**Your goal**
Below are some records; return each one exactly.

(Items from a data source)
=-=-=
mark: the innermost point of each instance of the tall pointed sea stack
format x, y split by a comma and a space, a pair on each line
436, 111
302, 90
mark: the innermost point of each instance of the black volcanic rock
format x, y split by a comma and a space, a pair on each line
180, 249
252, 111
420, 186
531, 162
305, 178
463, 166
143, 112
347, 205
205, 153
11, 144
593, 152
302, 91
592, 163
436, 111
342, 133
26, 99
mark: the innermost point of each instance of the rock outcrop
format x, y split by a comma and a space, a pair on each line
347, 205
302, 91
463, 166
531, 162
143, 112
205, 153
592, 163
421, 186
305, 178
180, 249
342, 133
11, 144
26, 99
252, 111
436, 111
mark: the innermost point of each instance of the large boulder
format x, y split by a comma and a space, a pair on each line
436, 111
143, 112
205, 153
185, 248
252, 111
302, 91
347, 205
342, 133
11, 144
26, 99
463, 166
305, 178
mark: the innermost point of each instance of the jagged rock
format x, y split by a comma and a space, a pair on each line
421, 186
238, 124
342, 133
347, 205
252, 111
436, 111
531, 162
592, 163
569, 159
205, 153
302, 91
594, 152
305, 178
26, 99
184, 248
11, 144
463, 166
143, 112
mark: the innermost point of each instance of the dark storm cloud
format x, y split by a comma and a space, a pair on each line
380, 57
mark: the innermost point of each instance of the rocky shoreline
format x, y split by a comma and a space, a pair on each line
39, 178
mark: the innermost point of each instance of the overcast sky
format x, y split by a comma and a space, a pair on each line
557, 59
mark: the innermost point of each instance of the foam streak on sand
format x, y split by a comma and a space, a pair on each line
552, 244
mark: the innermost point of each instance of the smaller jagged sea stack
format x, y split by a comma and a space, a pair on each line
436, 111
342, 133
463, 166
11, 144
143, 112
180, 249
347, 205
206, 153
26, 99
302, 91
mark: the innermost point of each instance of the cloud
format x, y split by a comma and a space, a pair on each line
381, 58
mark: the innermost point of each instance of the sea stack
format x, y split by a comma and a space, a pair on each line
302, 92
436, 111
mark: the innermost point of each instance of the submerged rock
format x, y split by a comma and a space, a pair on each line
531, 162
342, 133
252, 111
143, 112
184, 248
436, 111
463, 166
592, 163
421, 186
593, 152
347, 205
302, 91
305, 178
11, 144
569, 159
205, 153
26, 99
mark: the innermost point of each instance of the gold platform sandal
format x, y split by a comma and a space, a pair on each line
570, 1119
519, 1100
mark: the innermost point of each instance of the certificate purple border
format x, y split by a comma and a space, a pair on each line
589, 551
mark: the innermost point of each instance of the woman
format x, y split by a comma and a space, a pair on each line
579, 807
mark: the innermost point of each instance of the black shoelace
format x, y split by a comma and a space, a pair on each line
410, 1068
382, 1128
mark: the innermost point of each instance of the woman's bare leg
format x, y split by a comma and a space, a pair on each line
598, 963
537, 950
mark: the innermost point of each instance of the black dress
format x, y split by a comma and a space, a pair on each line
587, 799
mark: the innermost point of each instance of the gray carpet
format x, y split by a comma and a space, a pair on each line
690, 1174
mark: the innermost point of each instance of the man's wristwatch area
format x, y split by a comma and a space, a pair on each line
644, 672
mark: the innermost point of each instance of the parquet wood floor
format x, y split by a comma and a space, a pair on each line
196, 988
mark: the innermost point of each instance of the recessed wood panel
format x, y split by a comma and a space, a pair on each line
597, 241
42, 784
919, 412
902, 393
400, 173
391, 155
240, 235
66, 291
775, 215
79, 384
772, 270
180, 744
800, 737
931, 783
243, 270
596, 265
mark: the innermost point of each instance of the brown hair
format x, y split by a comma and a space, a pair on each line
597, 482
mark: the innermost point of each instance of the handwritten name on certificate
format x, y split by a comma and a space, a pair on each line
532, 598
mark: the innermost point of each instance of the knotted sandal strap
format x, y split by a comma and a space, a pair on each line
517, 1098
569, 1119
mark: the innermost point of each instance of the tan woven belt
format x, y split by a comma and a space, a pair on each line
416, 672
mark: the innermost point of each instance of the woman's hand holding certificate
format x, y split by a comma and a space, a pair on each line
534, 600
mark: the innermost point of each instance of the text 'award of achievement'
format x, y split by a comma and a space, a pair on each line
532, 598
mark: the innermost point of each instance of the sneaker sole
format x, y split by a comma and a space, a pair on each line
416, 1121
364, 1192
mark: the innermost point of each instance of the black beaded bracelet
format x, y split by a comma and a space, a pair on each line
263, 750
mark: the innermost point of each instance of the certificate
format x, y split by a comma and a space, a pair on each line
=-=-=
**Solution to the problem**
mark: the innermost point of each instance of the tall pointed sea stack
format x, y split by a comma and a space, a pair on each line
436, 111
302, 90
mark: the innermost point of each instance of the black volcanic rock
format x, y split by a comma and a space, a pair on each line
180, 249
252, 111
420, 186
531, 162
305, 178
463, 166
143, 112
347, 205
205, 153
11, 144
593, 152
302, 91
592, 163
436, 111
342, 133
26, 99
mark: the innermost point of each instance of the rock outcrop
format x, y split by a comma and a space, a pair on each line
347, 205
302, 91
463, 166
531, 162
143, 112
205, 153
592, 163
421, 186
305, 178
180, 249
342, 133
11, 144
26, 99
252, 111
436, 111
mark: the innermost point of each instance of the large boulder
format x, y split by a comma and a space, a pair on each line
436, 111
143, 112
205, 153
185, 248
252, 111
302, 91
347, 205
342, 133
11, 144
26, 99
463, 166
305, 178
mark: the innermost point of each instance of the jagged rock
format x, y split by a comma and a space, a pair on each line
421, 186
238, 124
342, 133
347, 205
252, 111
436, 111
531, 162
592, 163
569, 159
205, 153
302, 91
594, 152
305, 178
26, 99
184, 248
11, 144
463, 166
143, 112
mark: the innermost point of each instance of the dark storm cloud
format x, y split by a comma and a space, a pair on each line
380, 57
mark: the innermost point of each instance of the rocky shoreline
format x, y split by a comma and a space, a pair on each line
39, 178
mark: the innermost point of each instance of the overcast sky
format x, y split by a comma and a space, a pair on each line
557, 59
mark: the innermost point of each instance of the foam streak on sand
format x, y split by a comma and a space, a pair on each line
552, 244
mark: the innermost point of each instance of the smaller jagged sea stack
format x, y split by a comma and a space, a pair on each line
436, 111
342, 133
463, 166
11, 144
143, 112
180, 249
347, 205
206, 153
26, 99
302, 91
mark: the innermost point of each instance of the cloud
format x, y split by a comma and a space, a pair on each line
381, 58
mark: the innermost point of each instance of the sea stack
format x, y split by a comma and a space, a pair on each line
302, 92
436, 111
mark: the innermost point of each instance of the submerged rock
format x, y split by a comma and a space, a pair on each line
531, 162
342, 133
252, 111
143, 112
184, 248
436, 111
463, 166
592, 163
421, 186
593, 152
347, 205
302, 91
305, 178
11, 144
569, 159
205, 153
26, 99
mark: the innermost point of each instance of the gold platform sandal
format x, y split by a comma and a space, a pair on each line
570, 1119
519, 1100
mark: the innermost point of each instance of the certificate purple border
format x, y split by a comma and a space, a pair on each line
589, 551
mark: the innermost point of each instance of the woman
format x, y split by a comma and a space, a pair on each line
579, 807
mark: the innermost point of each instance of the black shoelace
format x, y split by a comma and a space, a pair on each line
410, 1068
382, 1128
mark: the innermost point of each instance of the woman's bare leg
format x, y split by a comma and a space, a pair on each line
598, 963
537, 950
mark: the innermost point of each instance of the black dress
format x, y split by a comma and a space, a pair on each line
587, 799
mark: the innermost point of each instance of the gray carpet
format x, y split by a comma and a space, a pair on each line
690, 1174
mark: the innermost point of each instance of the man's wristwatch area
format x, y split by a comma and a space, a pair on each line
644, 672
mark: the innermost point of each instance of the parquet wood floor
format x, y split by a comma and a space, a pair on each line
196, 988
mark: the innermost point of each instance of the recessed wood panel
format x, y split by a comma and a space, a pair on each line
597, 241
42, 784
919, 412
902, 393
400, 173
391, 155
240, 235
66, 291
775, 215
79, 384
772, 270
180, 744
800, 737
931, 783
243, 270
596, 265
mark: the innermost point of each instance of the brown hair
format x, y split by a comma and a space, a pair on each line
597, 482
mark: the innermost point of each instance of the handwritten name on certificate
format x, y split by a comma and a space, a pair on each line
532, 598
mark: the innermost point of each instance of the knotted sandal strap
format x, y split by a comma and a space, a pair on each line
517, 1098
569, 1119
mark: the innermost point of each instance of the tan woven belt
format x, y split by a comma and a space, a pair on each line
416, 672
mark: the innermost point of each instance of the woman's hand holding certificate
format x, y split by a comma and a space, a pair on each line
534, 600
mark: the innermost point of each instance of the text 'award of achievement'
format x, y split by a comma and a space, a pair on each line
532, 598
mark: the innermost point of each instance of the sneaker sole
format x, y split by a comma and a space, a pair on each line
416, 1121
364, 1192
mark: the innermost point of each instance of the black beaded bracelet
format x, y split by a comma and a space, a pair on each line
263, 750
mark: the innermost point of each instance of the certificate
format x, y split by a comma and a space, a pair on each line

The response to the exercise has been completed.